[begin Article]

Reopening to track progress, I'll return to this when I can. PR #5 got us closer, still not quite done. Artifacts appear on both sides when using a odd-number-sized image.

Updated code from test_rotate_image_2d_rotation:

image = torch.linspace(0.5, 1, steps=28).repeat(28, 1)
rotated_image = rotate_image_2d(image=image, angles=180.0)

image:

image

rotated_image (note the different scale):

image
alisterburt commented 3 months ago

remember there will always be artefacts

def dft_center(
    image_shape: tuple[int, ...],
    rfft: bool,
    fftshifted: bool,
    device: torch.device | None = None,
) -> torch.LongTensor:
    """Return the position of the DFT center in an fftshifted DFT for a given input shape."""
    fft_center = torch.zeros(size=(len(image_shape),), device=device)
    image_shape = torch.as_tensor(image_shape).float()
    if rfft is True:
        image_shape = torch.tensor(rfft_shape(image_shape))

[end Article]
[begin Recorded information]

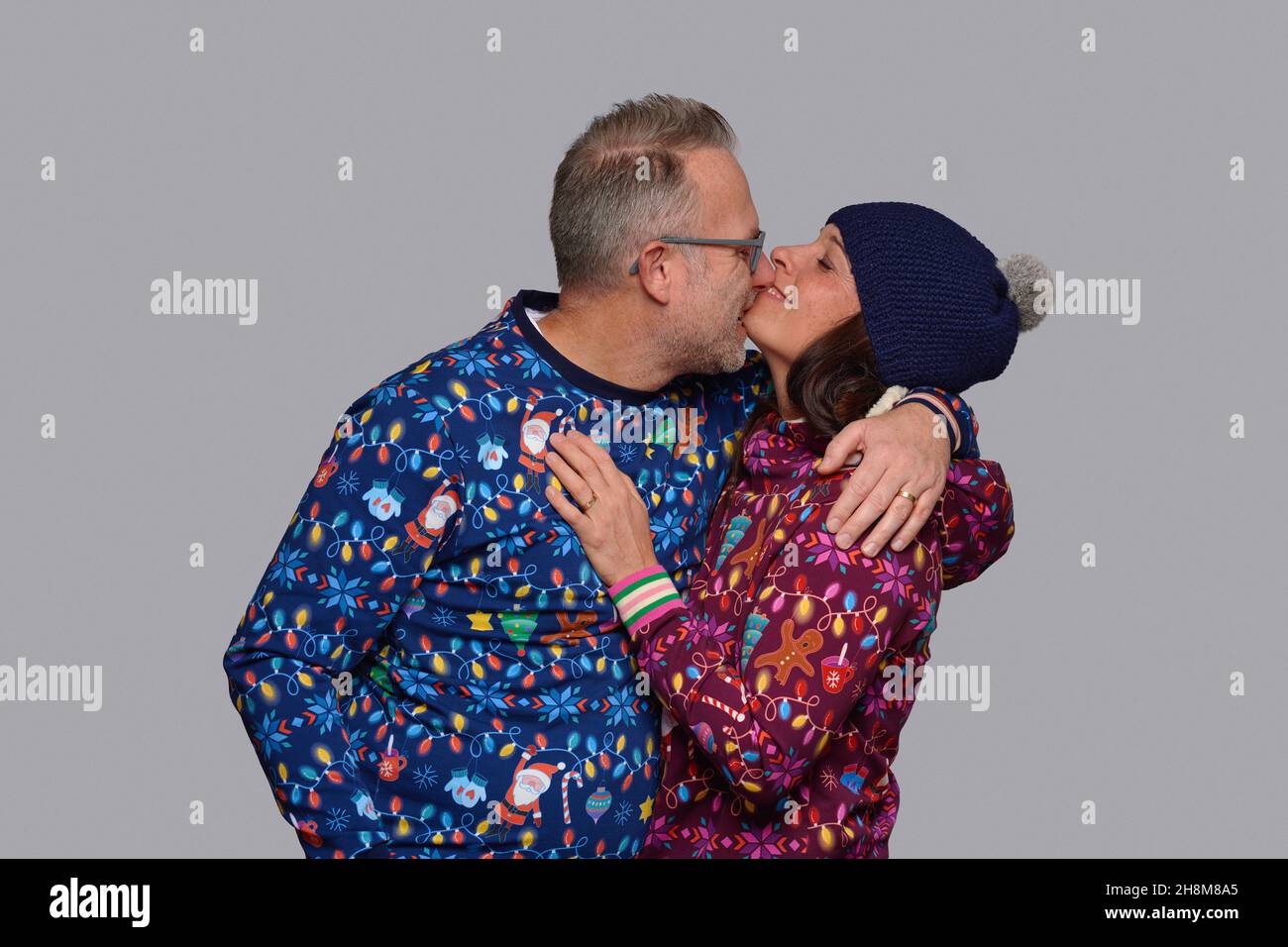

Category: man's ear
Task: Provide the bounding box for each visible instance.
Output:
[636,240,677,305]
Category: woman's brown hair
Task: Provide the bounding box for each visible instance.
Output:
[725,313,886,487]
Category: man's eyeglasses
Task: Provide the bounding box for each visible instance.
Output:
[628,231,765,275]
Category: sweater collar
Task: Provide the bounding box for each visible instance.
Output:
[506,290,658,404]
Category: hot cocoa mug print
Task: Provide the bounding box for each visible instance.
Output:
[823,644,854,693]
[376,736,407,783]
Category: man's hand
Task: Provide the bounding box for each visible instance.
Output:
[818,402,950,557]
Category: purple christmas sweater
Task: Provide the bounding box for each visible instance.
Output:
[609,412,1014,858]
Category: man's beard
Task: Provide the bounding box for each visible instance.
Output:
[669,263,747,374]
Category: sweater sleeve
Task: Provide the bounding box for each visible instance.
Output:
[609,530,936,808]
[899,385,979,459]
[935,460,1015,588]
[223,388,460,858]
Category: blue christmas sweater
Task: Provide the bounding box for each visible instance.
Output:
[223,290,975,858]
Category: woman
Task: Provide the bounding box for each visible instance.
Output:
[546,202,1040,858]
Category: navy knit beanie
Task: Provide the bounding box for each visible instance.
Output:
[827,201,1050,391]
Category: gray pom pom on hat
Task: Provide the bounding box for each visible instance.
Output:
[997,254,1055,333]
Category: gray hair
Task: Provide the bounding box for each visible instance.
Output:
[550,93,738,291]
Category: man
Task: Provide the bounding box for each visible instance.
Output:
[224,95,973,858]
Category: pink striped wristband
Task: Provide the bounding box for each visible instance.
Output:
[608,566,684,634]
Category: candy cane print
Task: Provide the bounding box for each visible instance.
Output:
[563,768,585,826]
[698,694,746,723]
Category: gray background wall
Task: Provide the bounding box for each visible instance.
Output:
[0,0,1288,857]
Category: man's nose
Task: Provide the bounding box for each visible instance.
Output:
[751,246,774,292]
[769,246,793,274]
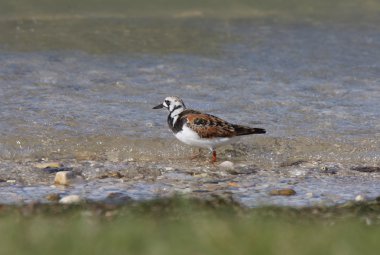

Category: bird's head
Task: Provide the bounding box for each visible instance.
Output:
[153,96,186,112]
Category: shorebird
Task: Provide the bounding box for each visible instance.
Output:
[153,96,266,163]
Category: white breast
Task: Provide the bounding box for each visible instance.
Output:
[175,125,235,150]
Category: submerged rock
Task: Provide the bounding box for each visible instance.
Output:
[34,162,63,169]
[45,193,61,202]
[269,189,296,196]
[355,195,366,202]
[54,171,75,185]
[219,161,234,170]
[59,195,83,204]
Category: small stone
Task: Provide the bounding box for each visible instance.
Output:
[219,161,234,170]
[193,173,208,178]
[98,171,124,179]
[351,166,380,173]
[54,171,75,185]
[59,195,82,204]
[355,195,366,202]
[269,189,296,196]
[45,193,61,202]
[34,162,63,169]
[227,182,239,188]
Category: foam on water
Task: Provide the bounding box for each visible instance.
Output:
[0,6,380,206]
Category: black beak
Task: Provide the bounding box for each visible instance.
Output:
[152,104,164,109]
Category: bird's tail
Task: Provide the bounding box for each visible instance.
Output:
[233,125,266,136]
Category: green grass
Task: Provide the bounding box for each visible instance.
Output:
[0,199,380,255]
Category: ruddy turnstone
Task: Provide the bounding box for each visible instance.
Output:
[153,96,265,163]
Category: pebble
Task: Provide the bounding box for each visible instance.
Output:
[269,189,296,196]
[219,161,234,170]
[54,171,75,185]
[355,195,366,202]
[59,195,82,204]
[34,162,63,169]
[45,193,61,202]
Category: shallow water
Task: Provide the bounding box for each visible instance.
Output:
[0,1,380,206]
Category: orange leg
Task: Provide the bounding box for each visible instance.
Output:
[190,148,202,159]
[211,150,216,163]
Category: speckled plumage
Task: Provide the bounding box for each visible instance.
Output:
[153,96,266,162]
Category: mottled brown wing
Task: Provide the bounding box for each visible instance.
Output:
[186,113,235,138]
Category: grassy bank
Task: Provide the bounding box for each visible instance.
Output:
[0,199,380,255]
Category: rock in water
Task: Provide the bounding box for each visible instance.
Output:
[219,161,234,170]
[269,189,296,196]
[59,195,82,204]
[54,171,75,185]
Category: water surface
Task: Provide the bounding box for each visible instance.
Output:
[0,0,380,206]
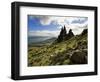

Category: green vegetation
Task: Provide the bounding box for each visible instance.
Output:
[28,27,88,66]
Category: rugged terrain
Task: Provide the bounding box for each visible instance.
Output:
[28,27,88,66]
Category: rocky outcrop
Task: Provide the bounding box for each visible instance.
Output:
[57,26,74,42]
[70,51,87,64]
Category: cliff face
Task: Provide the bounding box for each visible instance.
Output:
[57,26,74,42]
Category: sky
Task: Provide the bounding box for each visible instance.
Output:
[28,15,88,37]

[end Recorded information]

_Required actions_.
a) In the image rotation thread, when do artifacts appear on both sides of the rotated image?
b) Using the image rotation thread, explain why the issue was reopened.
c) Resume the image rotation thread after its last line of code.

_The results_.
a) When the image has an odd-number size.

b) It was reopened to track progress. PR #5 brought the fix closer but did not finish it, since artifacts still appear on both sides when the image has an odd-number size.

c)
    if fftshifted is True:
        fft_center = torch.divide(image_shape, 2, rounding_mode='floor')
    if rfft is True:
        fft_center[-1] = 0
    return fft_center.long()
alisterburt commented 3 months ago

this looks like it works as expected to me - everything sampled out of bounds is zero, everything in bounds the values go from 0.5 -> 1

sjrothfuss commented 2 months ago

Thanks, @alisterburt, couple questions.

When you say:

  • we might want to update the rotation center code to explicitly be the position of the DC component in an fftshifted DFT

Do you mean to use dft_center() to define the center of the image? What's the advantage to that? I'm missing how it yields anything different than (h//2, w//2) like we have now. Granted, I don't understand the rfft command, see below.


rfft_shape is not defined. Should image_shape defined here:

if rfft is True:
   image_shape = torch.tensor(rfft_shape(image_shape))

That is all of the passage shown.